*SET TASK*
Gather each line of the data that contains the word "every", and list those lines in their original order.

[START MATERIAL FOR THIS TASK]

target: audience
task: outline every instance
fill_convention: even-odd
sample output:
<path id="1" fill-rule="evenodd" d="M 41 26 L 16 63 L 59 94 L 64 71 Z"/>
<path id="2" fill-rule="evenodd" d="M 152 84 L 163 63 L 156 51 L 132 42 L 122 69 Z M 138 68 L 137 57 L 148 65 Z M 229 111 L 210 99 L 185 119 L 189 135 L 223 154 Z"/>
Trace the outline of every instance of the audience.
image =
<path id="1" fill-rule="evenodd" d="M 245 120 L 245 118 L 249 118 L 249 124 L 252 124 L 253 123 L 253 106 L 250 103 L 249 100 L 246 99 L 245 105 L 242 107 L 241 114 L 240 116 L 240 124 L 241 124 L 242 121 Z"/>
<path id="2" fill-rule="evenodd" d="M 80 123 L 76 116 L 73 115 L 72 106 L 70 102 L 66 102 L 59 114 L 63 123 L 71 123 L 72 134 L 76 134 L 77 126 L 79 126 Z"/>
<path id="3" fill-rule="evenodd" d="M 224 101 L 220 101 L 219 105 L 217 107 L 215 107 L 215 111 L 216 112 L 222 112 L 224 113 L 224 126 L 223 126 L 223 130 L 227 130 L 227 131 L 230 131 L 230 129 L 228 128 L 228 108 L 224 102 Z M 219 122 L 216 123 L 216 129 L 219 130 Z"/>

[END MATERIAL FOR THIS TASK]

*PROBLEM SOLUTION*
task: outline every instance
Trace the outline of every instance of the audience.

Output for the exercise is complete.